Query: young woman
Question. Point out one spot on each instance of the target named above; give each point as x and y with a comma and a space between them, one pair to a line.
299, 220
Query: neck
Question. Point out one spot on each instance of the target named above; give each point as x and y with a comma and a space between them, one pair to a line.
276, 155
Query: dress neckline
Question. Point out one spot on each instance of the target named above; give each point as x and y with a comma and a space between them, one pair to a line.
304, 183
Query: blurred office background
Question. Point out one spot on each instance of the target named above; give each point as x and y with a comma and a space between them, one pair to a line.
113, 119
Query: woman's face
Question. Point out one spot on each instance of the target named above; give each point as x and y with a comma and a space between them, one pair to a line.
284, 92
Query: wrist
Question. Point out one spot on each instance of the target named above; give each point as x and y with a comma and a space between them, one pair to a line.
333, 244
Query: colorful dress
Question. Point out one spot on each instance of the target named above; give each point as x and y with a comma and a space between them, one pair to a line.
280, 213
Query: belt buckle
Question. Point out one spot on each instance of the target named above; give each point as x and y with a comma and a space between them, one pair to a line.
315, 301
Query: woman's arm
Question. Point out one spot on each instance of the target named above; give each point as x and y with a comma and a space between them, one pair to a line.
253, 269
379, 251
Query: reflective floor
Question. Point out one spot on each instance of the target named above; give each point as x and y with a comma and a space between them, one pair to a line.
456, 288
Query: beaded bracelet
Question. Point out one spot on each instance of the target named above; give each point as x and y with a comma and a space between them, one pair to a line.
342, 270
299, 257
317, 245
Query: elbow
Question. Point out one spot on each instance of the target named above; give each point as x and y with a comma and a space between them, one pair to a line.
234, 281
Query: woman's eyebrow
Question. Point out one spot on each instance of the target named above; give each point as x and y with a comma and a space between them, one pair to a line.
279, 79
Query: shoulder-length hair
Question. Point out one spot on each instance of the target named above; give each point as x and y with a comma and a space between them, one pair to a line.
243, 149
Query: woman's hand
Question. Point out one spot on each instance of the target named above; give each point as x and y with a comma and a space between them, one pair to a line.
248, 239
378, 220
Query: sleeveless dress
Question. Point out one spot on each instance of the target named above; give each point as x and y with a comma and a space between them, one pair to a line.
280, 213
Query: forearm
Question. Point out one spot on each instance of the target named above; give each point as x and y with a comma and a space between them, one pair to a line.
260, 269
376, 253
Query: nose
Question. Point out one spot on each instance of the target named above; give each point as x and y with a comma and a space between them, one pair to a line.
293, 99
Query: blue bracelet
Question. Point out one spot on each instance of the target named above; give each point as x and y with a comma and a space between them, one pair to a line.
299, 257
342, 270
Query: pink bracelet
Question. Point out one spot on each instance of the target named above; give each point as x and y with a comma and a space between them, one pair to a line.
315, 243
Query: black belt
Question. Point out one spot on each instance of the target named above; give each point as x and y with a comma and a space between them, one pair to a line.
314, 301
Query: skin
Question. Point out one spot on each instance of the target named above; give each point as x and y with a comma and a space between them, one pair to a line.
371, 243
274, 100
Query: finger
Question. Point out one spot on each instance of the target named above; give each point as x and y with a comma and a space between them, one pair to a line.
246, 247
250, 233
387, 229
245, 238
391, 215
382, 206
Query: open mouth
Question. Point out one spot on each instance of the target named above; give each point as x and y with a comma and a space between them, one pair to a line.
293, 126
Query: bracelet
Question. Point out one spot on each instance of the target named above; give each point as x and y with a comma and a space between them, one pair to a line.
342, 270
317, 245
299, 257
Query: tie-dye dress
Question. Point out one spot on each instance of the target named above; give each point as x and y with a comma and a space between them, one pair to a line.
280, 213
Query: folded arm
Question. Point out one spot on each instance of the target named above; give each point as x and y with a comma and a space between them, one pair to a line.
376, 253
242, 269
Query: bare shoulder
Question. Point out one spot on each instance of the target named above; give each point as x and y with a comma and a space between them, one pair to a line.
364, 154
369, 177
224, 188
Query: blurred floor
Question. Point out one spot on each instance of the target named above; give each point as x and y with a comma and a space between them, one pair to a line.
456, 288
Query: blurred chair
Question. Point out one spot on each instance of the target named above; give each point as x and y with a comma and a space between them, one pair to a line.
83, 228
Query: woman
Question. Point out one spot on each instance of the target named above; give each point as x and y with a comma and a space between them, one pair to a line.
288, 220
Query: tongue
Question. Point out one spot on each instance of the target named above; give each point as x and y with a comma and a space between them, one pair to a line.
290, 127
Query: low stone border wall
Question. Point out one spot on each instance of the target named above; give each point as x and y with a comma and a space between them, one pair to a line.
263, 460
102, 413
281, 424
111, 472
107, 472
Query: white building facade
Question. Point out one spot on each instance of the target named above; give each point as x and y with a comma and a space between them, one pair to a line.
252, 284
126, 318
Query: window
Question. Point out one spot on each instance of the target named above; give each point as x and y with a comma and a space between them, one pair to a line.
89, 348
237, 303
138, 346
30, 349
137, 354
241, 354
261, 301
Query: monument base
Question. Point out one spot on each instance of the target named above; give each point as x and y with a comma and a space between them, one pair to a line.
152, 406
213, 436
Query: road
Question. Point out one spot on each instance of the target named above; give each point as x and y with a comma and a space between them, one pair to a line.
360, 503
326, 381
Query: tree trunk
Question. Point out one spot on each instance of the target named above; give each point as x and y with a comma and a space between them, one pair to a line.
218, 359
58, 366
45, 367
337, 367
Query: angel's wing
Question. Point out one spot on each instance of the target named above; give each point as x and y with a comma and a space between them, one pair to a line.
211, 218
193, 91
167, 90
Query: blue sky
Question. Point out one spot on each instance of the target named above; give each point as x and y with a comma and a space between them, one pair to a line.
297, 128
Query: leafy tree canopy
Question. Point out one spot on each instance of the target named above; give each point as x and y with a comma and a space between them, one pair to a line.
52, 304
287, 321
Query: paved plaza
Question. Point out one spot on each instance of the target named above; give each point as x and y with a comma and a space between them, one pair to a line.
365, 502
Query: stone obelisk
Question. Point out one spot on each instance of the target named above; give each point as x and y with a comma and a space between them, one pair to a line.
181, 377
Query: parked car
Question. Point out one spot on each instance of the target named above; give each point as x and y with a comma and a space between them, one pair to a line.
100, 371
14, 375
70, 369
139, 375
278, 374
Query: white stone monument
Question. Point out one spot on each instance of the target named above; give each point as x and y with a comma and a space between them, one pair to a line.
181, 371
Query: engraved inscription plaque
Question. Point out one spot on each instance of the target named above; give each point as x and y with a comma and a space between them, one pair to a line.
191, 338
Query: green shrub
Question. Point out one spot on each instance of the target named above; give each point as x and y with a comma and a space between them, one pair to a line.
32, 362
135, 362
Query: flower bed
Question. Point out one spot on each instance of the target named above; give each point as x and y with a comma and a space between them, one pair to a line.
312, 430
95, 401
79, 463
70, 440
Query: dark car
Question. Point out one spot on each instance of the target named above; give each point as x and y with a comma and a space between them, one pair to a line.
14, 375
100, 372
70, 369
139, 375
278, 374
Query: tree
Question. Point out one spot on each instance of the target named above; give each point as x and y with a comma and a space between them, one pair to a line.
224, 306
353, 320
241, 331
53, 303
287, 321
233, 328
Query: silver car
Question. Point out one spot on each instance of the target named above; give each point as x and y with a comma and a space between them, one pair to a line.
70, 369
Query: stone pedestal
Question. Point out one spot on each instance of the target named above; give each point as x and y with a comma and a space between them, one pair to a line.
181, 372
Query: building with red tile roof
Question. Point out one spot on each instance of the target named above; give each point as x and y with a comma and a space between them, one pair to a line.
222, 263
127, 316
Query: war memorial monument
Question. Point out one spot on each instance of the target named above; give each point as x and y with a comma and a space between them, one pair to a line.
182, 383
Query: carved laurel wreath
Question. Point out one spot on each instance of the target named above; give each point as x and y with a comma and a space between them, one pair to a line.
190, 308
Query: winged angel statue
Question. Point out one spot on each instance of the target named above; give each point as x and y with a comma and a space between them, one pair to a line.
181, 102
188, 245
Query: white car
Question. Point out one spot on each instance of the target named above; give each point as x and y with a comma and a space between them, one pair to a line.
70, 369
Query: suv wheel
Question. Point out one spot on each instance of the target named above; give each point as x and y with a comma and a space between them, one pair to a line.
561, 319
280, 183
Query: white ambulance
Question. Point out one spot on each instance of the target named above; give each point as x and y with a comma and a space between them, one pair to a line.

**Given exercise:**
From the line holding "Query: war memorial monument" to the last line of the records, quote each line exactly and add nothing.

**Answer to this exercise:**
Query: war memorial monument
Question. Point out one spot on each instance of the target named above; give each point as x and y with a comma and a space between them, one pair to a line.
182, 383
Query: carved laurel wreath
Question. Point out one spot on each instance of the target named above; give each point as x and y with a comma and a space between them, one pair to a line.
190, 308
Query: winged angel statue
Question. Point out one spot on each instance of the target named above; give each point as x and y with a comma and a space between them, one pair to a line.
181, 102
188, 245
Query: white car
Question. Point out one spot on each instance of the target named above; give each point as x and y with a comma and a space between them, one pair to a line.
70, 369
Query: suv wheel
Question. Point out one spot on each instance of the target named above; give each point as x and y with a comma and a space between them, one pair to a line.
561, 319
280, 183
Query: white ambulance
Question. Point out one spot on each instance of the target named above; give each point as x and y with a comma and a space between them, one pair to a line.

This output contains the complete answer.